• [GIVEN DATA]
§

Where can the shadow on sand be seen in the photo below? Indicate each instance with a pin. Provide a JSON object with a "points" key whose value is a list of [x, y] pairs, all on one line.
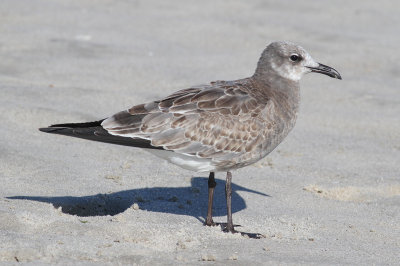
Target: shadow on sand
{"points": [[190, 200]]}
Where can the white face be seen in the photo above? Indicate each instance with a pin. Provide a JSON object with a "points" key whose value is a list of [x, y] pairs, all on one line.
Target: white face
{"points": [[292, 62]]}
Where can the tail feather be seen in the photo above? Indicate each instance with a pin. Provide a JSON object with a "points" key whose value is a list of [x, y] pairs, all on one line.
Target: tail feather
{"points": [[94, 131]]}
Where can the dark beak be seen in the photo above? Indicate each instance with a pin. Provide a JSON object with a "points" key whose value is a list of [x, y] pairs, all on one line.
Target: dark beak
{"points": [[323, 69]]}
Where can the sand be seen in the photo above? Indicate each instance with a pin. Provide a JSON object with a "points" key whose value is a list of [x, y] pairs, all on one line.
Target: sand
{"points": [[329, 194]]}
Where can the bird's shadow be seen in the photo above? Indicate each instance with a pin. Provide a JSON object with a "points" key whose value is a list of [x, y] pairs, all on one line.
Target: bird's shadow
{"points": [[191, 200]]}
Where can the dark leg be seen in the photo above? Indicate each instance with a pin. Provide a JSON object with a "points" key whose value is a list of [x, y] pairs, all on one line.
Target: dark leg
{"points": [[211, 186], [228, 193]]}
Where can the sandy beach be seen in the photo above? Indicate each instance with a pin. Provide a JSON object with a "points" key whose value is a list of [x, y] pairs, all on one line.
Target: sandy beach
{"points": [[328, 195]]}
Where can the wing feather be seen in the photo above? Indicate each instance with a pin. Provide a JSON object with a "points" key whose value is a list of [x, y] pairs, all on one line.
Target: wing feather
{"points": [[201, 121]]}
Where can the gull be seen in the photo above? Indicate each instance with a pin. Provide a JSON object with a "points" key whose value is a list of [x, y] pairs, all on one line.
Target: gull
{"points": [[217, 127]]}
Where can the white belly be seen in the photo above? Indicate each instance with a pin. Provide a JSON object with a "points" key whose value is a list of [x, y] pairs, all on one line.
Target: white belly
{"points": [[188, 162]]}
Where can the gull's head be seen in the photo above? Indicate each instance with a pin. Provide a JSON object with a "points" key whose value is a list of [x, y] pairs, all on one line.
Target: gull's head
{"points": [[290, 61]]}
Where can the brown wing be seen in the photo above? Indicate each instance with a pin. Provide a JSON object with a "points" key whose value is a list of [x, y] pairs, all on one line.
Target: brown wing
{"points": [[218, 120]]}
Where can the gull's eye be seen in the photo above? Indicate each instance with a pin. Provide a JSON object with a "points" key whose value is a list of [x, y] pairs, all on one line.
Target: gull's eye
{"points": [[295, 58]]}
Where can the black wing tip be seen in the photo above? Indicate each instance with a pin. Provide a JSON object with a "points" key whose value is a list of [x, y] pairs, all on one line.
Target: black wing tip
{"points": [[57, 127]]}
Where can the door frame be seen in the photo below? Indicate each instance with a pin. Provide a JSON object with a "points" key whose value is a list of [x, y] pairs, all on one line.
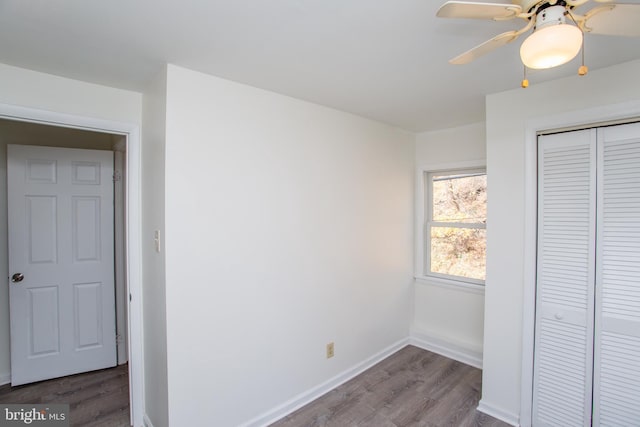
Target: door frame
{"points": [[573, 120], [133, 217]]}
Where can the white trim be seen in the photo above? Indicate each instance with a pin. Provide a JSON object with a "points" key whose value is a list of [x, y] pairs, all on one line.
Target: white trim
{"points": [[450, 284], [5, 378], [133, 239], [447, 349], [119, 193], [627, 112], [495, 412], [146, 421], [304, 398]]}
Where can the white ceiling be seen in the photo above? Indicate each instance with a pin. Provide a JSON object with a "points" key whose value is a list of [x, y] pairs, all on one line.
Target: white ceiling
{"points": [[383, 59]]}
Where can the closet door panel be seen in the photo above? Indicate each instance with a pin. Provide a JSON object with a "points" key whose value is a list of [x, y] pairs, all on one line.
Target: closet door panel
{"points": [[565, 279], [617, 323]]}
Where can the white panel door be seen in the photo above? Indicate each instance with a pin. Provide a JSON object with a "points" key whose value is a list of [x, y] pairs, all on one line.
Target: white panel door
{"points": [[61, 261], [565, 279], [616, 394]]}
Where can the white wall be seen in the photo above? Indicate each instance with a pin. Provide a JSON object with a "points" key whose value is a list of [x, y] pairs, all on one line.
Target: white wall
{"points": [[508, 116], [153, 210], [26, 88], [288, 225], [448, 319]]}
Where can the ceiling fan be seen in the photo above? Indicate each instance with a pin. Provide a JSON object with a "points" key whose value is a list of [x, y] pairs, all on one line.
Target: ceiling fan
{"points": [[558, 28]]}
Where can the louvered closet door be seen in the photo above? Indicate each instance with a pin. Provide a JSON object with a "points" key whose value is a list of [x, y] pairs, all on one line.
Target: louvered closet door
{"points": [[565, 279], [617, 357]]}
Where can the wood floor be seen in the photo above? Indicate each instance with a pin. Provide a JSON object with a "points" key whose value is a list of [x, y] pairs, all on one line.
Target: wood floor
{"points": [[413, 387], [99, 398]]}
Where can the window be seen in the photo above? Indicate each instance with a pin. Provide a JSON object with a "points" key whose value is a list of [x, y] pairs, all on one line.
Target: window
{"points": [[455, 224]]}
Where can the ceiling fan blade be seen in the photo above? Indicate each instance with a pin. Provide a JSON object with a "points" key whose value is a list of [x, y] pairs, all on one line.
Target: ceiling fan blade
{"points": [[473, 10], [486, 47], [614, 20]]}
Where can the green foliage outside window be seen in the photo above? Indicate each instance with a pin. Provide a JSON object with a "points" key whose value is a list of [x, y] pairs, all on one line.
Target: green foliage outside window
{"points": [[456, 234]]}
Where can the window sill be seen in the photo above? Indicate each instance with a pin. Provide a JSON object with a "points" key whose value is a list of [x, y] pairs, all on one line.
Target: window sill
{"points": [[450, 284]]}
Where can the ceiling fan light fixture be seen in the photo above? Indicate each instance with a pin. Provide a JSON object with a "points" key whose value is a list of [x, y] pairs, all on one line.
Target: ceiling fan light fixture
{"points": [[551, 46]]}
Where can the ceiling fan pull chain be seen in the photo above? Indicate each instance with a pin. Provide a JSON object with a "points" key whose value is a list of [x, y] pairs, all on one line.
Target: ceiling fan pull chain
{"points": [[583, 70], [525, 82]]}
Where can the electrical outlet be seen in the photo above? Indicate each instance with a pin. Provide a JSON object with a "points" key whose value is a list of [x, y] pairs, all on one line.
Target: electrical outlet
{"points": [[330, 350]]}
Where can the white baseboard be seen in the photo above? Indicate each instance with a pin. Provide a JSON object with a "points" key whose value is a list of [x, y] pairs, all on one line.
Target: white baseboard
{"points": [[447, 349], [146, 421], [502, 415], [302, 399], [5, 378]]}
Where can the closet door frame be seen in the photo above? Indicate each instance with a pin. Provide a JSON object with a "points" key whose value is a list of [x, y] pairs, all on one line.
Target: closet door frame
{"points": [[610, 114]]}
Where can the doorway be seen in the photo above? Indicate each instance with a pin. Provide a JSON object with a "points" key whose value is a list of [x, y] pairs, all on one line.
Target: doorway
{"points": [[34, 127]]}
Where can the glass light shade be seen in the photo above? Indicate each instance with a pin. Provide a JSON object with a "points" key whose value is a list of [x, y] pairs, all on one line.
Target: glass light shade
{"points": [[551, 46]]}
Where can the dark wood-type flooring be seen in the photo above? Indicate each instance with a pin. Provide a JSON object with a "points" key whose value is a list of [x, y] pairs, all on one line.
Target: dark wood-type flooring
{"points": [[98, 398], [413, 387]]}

§

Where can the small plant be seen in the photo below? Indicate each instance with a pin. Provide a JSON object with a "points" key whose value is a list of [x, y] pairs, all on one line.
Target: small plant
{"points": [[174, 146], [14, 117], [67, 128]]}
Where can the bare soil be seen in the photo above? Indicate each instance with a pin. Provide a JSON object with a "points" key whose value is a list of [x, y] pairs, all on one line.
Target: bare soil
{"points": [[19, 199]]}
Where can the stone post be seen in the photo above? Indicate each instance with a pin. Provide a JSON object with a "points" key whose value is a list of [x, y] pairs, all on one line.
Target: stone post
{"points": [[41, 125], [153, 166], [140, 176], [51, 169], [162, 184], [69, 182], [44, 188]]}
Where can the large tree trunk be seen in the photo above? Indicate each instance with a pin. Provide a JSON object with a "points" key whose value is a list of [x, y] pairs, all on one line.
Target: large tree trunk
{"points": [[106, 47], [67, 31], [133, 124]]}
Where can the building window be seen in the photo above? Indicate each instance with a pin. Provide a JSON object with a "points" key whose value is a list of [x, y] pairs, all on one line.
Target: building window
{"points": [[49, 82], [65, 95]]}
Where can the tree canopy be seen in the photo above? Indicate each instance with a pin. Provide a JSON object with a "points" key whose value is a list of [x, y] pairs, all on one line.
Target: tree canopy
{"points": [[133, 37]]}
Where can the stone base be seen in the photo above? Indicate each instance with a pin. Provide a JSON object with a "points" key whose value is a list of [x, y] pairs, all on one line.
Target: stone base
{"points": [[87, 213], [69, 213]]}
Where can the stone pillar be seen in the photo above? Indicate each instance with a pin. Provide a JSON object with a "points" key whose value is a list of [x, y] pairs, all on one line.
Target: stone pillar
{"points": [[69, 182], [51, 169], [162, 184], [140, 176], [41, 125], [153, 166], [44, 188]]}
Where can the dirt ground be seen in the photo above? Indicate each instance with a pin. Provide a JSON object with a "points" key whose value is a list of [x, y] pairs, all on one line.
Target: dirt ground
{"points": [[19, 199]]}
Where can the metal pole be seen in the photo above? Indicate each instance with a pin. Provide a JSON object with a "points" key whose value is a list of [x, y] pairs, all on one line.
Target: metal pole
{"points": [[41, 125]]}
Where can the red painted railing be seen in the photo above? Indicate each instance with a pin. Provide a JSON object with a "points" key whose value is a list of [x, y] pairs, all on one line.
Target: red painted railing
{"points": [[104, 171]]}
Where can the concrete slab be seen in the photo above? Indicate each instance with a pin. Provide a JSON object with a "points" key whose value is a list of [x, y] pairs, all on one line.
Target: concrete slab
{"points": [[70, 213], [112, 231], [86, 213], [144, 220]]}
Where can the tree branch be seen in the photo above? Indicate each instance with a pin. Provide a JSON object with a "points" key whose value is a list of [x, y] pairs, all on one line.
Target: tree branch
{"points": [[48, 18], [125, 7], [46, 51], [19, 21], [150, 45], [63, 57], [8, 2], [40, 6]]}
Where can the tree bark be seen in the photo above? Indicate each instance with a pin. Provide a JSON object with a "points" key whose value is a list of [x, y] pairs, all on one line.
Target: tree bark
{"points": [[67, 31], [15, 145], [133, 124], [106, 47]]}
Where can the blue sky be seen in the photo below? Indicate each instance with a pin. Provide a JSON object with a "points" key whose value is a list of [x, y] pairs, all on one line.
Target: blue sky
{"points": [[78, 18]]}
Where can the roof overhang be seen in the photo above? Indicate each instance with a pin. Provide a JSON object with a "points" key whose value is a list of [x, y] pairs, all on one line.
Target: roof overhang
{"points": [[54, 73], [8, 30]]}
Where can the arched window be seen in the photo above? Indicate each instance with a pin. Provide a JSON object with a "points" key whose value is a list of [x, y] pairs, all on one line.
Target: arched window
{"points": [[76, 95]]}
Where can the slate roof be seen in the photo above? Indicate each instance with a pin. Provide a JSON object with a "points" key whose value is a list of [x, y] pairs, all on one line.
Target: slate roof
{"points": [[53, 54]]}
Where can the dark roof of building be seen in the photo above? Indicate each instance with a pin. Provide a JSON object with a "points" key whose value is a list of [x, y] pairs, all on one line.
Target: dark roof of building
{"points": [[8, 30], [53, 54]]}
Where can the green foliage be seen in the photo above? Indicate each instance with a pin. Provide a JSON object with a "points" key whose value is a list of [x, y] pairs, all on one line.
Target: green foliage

§

• [TASK PROMPT] Please count the lines in the records above that contain the string "green", treating uppercase and lowercase as different, and give only that number.

• [WRITTEN REPLY] 4